_Direction_
Write out the data below word for word, leaving out the pictures.

_Data provided_
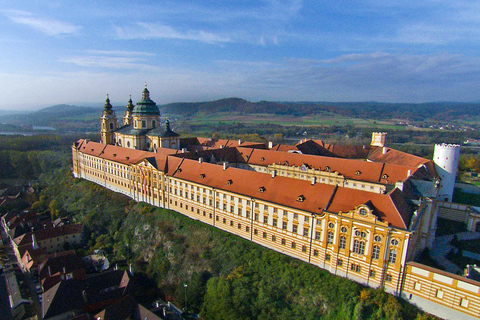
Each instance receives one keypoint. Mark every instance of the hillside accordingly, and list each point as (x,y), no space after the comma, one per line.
(363,110)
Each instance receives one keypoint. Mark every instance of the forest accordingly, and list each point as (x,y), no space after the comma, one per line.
(227,277)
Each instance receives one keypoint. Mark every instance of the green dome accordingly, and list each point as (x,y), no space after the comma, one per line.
(146,106)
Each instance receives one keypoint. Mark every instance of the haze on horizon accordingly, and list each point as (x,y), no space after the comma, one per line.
(59,51)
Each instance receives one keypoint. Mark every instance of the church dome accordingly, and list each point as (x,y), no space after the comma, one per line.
(146,106)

_Result of the exercise_
Each instance receives one keypoint. Mark every instance of the hillside accordingly, and list each point as (x,y), no space after the comma, one per line.
(363,110)
Each instance receives one keypoint. Mark every instance of the forest accordingly, and list each point as (x,y), no space after the comma, one per line.
(227,277)
Each instance receives one keypoint. Mark every instance of the green dome accordingly, and list each point as (x,y), no space after the comma, one per line.
(146,106)
Each instance receives one keypoint. Mark every instance of the haze on horizon accordingly, and list each point as (x,y), no space after the comma, one per line.
(59,51)
Each instance receives one keypoint. Mark every instance of the church dome accordingly, and list each point as (x,y), no space after the comma, one per line.
(146,106)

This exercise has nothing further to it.